Stated exercise:
Copy, word for word, the stretch from the line containing "Please tag every instance of the blue car headlight" through the end of the items, including both ends.

◇ ◇ ◇ ◇

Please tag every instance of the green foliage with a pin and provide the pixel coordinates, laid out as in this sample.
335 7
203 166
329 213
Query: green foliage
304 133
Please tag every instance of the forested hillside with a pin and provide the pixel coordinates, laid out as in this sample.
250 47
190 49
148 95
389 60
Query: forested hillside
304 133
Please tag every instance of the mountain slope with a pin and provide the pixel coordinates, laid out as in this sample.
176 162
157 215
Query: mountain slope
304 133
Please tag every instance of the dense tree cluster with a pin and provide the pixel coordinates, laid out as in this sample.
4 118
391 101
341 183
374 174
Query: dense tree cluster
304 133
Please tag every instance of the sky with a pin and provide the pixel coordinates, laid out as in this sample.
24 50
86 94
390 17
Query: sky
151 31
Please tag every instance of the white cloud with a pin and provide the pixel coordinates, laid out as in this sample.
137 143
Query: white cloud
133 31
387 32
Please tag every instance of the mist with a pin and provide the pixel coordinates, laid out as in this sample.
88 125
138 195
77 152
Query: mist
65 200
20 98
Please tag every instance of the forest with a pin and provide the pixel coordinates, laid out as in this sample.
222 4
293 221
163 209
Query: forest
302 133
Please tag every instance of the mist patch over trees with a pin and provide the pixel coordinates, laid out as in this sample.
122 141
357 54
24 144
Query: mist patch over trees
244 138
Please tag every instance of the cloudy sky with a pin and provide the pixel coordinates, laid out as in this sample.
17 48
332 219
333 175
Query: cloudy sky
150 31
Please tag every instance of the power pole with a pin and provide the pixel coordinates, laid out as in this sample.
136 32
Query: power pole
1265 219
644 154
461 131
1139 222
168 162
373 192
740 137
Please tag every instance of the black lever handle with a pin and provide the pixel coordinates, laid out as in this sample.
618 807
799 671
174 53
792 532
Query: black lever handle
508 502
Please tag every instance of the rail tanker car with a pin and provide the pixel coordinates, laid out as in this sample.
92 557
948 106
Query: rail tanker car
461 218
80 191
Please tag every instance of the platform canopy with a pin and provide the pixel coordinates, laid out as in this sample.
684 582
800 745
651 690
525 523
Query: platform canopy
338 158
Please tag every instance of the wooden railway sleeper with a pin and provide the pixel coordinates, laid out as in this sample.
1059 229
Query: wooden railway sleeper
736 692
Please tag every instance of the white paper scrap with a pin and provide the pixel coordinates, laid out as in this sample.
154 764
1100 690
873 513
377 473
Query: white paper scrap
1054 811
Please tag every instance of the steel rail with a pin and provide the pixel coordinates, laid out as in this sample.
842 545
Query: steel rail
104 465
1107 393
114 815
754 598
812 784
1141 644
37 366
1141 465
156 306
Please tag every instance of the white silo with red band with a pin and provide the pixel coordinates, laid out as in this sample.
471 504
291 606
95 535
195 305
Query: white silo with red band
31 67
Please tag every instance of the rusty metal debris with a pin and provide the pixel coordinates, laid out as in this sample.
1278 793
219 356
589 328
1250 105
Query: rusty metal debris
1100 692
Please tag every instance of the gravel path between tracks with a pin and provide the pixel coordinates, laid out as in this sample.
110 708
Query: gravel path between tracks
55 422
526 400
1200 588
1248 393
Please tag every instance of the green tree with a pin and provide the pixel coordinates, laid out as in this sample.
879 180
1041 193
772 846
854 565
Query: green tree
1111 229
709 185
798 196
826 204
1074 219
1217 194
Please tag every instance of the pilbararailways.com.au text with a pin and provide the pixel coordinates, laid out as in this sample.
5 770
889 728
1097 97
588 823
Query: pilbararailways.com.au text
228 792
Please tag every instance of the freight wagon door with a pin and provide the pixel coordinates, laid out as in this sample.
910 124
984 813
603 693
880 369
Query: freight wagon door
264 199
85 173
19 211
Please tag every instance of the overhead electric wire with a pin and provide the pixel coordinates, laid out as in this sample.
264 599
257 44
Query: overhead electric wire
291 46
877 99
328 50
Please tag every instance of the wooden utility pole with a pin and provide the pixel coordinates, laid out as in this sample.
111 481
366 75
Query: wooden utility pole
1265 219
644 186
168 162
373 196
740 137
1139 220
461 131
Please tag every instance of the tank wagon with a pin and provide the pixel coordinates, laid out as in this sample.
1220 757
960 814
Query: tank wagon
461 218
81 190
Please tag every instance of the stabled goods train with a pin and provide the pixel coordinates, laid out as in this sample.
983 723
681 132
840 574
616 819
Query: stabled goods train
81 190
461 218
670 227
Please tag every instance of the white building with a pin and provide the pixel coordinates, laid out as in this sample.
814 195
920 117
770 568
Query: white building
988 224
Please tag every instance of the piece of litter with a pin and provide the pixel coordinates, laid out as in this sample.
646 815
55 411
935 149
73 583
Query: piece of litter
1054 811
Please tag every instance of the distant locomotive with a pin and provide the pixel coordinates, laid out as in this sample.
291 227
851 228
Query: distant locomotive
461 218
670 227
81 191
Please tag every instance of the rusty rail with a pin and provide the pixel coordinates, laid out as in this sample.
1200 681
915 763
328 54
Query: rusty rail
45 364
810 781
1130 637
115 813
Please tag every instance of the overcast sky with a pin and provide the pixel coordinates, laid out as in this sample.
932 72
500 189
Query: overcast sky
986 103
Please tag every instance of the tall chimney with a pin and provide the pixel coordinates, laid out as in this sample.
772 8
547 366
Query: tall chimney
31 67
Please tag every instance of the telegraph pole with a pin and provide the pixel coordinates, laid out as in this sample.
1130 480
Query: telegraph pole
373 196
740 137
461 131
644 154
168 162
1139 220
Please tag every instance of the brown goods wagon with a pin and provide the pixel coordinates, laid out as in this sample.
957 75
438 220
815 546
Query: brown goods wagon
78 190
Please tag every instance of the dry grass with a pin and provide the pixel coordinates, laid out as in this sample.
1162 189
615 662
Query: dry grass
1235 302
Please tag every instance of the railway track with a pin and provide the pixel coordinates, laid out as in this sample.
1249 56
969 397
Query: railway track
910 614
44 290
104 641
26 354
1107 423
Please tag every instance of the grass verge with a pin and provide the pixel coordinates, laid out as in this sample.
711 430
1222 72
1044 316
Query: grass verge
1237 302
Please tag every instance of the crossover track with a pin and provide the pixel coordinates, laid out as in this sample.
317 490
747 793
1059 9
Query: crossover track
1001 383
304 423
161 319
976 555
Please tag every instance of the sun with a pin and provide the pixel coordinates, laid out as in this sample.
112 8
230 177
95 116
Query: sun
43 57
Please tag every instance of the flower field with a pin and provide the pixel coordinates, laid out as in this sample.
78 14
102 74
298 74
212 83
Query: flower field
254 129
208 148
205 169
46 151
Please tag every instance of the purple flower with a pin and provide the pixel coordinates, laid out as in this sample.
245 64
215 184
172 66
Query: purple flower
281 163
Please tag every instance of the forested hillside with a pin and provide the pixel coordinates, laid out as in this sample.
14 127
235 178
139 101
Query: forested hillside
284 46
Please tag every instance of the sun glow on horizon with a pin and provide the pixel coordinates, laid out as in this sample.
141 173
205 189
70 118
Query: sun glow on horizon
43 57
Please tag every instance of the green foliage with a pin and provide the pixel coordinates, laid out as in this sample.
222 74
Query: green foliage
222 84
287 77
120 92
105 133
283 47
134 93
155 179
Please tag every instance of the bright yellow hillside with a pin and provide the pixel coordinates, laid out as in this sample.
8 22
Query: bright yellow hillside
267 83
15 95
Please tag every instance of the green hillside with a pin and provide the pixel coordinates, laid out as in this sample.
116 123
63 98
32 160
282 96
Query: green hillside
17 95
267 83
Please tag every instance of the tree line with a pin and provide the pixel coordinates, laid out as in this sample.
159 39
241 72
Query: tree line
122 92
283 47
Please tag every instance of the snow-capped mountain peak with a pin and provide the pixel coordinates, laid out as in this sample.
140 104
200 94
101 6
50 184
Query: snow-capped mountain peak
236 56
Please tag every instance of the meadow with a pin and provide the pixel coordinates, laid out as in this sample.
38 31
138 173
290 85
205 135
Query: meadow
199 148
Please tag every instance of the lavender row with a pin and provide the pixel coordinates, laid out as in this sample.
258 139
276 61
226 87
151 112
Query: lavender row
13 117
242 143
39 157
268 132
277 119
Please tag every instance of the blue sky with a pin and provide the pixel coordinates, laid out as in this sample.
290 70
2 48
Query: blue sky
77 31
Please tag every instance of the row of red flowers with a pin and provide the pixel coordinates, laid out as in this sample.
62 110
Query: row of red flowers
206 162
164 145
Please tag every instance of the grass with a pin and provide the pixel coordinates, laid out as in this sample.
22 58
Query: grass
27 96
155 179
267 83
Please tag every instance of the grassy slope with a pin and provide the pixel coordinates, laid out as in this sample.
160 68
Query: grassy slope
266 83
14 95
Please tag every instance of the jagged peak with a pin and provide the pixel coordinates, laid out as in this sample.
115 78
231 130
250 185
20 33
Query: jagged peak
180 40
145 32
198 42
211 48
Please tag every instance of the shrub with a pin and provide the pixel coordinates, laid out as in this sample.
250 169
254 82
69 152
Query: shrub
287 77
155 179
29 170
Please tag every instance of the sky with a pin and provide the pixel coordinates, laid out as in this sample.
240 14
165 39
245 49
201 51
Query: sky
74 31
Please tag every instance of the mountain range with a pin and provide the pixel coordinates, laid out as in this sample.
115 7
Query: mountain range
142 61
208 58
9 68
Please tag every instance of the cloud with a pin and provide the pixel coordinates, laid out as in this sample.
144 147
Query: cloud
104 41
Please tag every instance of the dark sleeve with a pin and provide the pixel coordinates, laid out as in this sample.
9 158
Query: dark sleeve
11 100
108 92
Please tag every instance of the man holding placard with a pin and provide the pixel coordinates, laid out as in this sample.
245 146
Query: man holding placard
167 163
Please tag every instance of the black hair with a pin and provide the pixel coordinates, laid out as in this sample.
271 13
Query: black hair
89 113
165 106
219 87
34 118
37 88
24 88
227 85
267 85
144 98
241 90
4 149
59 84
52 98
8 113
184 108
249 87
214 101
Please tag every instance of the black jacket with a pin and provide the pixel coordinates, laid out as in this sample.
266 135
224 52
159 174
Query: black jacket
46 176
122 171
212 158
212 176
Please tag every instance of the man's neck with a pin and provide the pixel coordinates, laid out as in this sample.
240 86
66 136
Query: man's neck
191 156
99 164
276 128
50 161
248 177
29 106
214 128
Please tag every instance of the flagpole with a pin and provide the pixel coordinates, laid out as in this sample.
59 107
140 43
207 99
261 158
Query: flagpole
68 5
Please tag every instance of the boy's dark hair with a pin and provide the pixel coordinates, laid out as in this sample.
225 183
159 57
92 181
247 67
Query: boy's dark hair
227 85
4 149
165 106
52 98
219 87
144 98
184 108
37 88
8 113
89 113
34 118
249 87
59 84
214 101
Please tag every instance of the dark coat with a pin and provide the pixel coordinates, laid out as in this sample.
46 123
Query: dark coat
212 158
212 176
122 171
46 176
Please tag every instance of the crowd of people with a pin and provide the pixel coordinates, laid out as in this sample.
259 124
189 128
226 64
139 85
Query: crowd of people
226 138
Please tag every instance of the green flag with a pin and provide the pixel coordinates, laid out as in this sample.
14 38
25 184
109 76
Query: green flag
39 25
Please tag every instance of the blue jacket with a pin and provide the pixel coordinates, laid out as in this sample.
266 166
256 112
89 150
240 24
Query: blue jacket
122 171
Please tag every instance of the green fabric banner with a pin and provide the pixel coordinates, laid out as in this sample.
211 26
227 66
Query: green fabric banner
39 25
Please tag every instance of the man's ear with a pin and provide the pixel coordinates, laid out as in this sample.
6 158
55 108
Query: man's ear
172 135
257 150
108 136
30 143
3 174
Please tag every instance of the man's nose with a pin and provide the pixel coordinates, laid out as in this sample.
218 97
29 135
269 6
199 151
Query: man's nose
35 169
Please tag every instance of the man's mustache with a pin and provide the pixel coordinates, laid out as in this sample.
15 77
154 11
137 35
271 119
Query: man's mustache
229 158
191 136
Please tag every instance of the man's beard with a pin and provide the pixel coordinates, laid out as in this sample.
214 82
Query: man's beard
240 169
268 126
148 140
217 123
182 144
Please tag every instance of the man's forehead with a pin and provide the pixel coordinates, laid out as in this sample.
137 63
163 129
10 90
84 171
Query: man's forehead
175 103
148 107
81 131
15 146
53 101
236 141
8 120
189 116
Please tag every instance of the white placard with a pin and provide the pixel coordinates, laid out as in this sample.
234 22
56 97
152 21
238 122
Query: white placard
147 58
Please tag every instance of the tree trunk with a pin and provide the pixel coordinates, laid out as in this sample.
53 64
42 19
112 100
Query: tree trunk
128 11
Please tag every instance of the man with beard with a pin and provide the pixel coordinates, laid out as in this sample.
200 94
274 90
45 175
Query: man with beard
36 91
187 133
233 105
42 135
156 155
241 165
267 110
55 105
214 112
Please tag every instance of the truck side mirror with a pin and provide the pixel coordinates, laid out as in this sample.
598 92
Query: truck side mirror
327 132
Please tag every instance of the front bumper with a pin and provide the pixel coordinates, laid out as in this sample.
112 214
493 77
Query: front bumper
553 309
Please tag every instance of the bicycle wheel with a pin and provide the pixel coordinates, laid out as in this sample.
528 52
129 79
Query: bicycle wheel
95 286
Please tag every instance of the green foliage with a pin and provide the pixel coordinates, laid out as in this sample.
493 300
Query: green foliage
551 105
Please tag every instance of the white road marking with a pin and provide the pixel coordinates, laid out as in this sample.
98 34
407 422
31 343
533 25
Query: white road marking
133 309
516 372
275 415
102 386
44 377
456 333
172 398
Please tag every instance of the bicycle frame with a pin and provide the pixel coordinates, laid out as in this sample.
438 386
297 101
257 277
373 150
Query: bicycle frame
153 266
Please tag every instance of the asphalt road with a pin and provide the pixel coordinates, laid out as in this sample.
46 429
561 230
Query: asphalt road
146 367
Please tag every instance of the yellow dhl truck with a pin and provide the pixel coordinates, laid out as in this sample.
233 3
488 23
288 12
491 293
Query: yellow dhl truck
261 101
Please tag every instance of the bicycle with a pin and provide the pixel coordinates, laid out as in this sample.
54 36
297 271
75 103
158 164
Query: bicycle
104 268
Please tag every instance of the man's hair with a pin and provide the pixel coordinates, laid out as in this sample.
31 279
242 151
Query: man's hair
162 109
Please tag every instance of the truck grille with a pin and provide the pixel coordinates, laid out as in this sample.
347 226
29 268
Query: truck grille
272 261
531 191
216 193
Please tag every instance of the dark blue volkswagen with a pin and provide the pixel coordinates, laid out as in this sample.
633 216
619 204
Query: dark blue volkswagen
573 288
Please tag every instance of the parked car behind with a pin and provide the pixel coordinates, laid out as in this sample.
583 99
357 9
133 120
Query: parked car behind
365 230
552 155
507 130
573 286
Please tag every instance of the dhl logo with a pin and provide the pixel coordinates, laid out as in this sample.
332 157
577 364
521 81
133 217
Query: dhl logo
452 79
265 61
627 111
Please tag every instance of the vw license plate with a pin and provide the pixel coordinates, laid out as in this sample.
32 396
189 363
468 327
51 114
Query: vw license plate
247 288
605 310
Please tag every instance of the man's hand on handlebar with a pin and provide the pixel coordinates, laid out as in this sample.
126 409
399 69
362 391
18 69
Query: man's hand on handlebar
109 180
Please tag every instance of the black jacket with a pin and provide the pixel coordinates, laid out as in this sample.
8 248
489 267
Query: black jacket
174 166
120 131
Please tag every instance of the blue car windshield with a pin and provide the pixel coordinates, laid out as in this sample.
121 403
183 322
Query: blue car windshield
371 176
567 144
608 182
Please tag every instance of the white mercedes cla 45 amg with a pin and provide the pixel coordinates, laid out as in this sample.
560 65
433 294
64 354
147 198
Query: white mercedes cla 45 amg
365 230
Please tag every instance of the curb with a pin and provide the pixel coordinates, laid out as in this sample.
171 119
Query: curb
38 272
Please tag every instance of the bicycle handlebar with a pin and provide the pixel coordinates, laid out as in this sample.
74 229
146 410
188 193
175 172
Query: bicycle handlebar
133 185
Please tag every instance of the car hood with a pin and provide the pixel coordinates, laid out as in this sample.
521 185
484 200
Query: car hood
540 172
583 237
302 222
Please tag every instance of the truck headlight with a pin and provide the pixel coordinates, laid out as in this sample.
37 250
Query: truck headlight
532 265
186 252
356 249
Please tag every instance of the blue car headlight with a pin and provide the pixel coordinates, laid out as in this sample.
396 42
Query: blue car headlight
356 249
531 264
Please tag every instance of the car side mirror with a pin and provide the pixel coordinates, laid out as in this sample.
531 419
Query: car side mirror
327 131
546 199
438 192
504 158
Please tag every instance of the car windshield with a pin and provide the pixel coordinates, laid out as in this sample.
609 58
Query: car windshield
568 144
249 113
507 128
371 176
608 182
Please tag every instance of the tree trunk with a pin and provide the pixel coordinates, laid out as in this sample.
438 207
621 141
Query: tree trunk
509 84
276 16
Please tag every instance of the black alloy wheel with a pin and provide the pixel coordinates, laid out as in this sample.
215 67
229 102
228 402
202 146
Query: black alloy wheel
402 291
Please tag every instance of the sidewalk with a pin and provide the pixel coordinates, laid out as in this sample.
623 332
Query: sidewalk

◇ ◇ ◇ ◇

Task output:
Please tag every instance of the blue car headlight with a pin and provide the pixel coordinates, laid out as in this sample.
396 42
Query: blue car headlight
356 249
531 264
Please tag every instance of the car side mirror with a pin and provide the pixel coordinates, laid out as in this sample.
531 419
Query: car side mirror
327 131
546 199
438 192
504 158
Please tag every instance of the car windshield with a pin and provide the pixel coordinates, laid out as in this sample.
609 58
Query: car windshield
568 144
249 113
507 128
371 176
608 182
Please tag every instance of the tree trunk with a pin and provide the pixel coordinates, laid out as in this sample.
438 207
621 141
Query: tree trunk
509 84
276 16
Please tag every instance of the black alloy wheel with a pin and provide the pixel coordinates, laid out as in this sample.
215 67
229 102
228 402
202 146
Query: black alloy wheel
402 291
Please tag every instance of the sidewalk with a pin and provide the pixel coordinates, laid out as in this sample.
623 332
Query: sidewalk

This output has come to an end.